次に接続するリーフ接続ポートを並べます。今回は USB リーフ(AZ01)、BLE Sugerリーフ(AC02)、4-Sensorsリーフ(AI01)、RTC&maicroSDリーフ( Z02)です。これらのリーフの使用ポートは事前に決まっていますので、そのポートは優先的に決まります。外部に接続する周辺部品を接続するポートは、リーフで使用していないポートになります。
今回は、LTE-Mボード、OLED(表示器)、RGB-LED、その他(スイッチや電源電圧監視)です。
それぞれのポートは、ADCやUART、I2C,SPIなどMCUの内部と関連深い(得意とする)ポートがあります。(変更できる場合もあります。)ポートの特徴も考慮しながら個々のポートの特徴も配慮して決めていきます。
(ご参考)ポートを決めるときに便利な表を用意しました。こちらです。
プログラムの設計
今回のプログラムの特徴である、漏水センサ( BLEのアドバタイジング受信 )と、LTE-Mを介したクラウドへの送信の要点は前記のとおりです。
..............................
# 取り組む課題
a) 抜粋文から、「次に接続するリーフ接続ポートを並べます。今回は USB リーフ(AZ01)、BLE」を含む語句で始まり「イッチや電源電圧監視)です。」で終わる部分を取り出してください。その中の「LTE-Mボード」は「通信ボード」に置き換えてください。
b) 下にある提供データのすべての行を、空行を除いてMarkdownの表に整えてください。列は「行番号」と「内容」の二つにしてください。
抜粋文と提供データの行は、互いに無関係です。

# 提供データ
..............................
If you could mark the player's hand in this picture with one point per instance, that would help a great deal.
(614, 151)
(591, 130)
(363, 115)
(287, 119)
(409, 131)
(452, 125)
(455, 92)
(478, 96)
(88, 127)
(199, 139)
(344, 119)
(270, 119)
..............................
# 回答一覧
a)
次に接続するリーフ接続ポートを並べます。今回は USB リーフ(AZ01)、BLE Sugerリーフ(AC02)、4-Sensorsリーフ(AI01)、RTC&maicroSDリーフ( Z02)です。これらのリーフの使用ポートは事前に決まっていますので、そのポートは優先的に決まります。外部に接続する周辺部品を接続するポートは、リーフで使用していないポートになります。
今回は、通信ボード、OLED(表示器)、RGB-LED、その他(スイッチや電源電圧監視)です。

b)
| 行番号 | 内容 |
|---|---|
| 1 | If you could mark the player's hand in this picture with one point per instance, that would help a great deal. |
| 2 | (614, 151) |
| 3 | (591, 130) |
| 4 | (363, 115) |
| 5 | (287, 119) |
| 6 | (409, 131) |
| 7 | (452, 125) |
| 8 | (455, 92) |
| 9 | (478, 96) |
| 10 | (88, 127) |
| 11 | (199, 139) |
| 12 | (344, 119) |
| 13 | (270, 119) |